→ Instructions for the task
In the entries below, identify every line with the string "acacia" and copy it.

(Stored items)
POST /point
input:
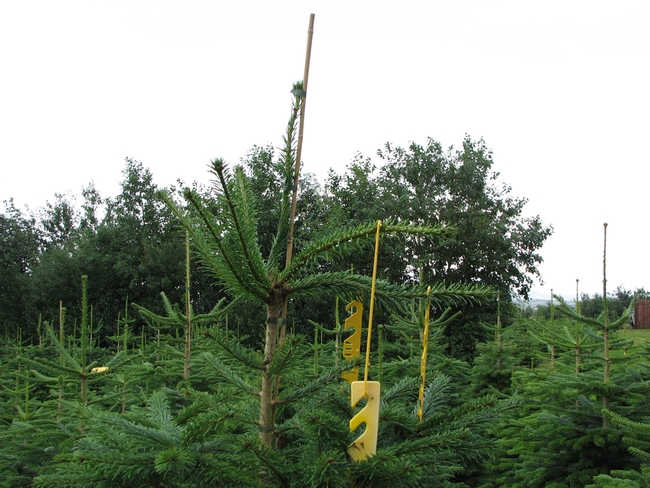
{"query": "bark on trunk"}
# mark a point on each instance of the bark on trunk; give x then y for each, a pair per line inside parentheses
(267, 406)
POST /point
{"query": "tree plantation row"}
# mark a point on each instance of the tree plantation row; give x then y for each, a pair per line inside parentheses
(196, 337)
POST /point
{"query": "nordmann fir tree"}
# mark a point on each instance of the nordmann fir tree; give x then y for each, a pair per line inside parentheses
(566, 439)
(225, 237)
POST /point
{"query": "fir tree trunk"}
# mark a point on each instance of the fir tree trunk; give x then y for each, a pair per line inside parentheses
(267, 406)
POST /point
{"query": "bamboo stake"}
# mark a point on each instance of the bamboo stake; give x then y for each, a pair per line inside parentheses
(294, 196)
(296, 177)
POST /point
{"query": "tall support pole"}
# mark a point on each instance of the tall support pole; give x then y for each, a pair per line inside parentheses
(294, 197)
(296, 177)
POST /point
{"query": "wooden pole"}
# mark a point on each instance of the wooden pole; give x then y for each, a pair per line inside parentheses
(296, 177)
(294, 197)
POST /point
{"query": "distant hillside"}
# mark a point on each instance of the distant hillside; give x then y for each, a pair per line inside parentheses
(534, 303)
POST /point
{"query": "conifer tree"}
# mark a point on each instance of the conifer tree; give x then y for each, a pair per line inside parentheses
(224, 234)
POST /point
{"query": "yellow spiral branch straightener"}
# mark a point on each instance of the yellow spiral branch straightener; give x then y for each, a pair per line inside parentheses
(423, 362)
(366, 444)
(352, 344)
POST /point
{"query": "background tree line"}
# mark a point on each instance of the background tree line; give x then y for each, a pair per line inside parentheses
(132, 249)
(557, 399)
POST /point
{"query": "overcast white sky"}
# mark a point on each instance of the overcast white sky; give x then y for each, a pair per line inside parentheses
(559, 90)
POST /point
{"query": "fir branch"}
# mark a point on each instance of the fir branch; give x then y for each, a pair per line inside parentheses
(228, 374)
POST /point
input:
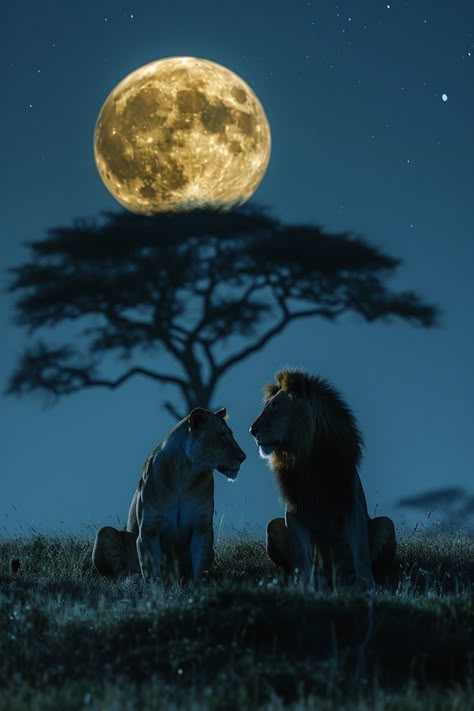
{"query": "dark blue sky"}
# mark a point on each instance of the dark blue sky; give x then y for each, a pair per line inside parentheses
(362, 140)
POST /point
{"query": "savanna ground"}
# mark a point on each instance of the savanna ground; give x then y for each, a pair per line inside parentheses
(245, 639)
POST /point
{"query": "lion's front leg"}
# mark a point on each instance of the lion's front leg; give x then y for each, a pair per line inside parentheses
(149, 554)
(299, 547)
(202, 550)
(357, 535)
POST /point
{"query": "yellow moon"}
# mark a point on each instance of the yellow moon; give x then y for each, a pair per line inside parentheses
(181, 133)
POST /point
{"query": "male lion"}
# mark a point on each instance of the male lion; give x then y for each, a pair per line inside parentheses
(313, 444)
(170, 517)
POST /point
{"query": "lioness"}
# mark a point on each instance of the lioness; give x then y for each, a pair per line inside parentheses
(171, 514)
(311, 440)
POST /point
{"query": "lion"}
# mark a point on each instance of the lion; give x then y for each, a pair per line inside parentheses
(170, 521)
(313, 445)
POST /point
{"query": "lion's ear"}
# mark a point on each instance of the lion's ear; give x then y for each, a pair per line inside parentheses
(197, 418)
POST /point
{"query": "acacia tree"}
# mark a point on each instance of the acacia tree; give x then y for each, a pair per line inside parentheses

→ Task result
{"query": "acacia tree"}
# mark a point on each instance of the acacia tree; give x then y for each, a pair per line inside parentheses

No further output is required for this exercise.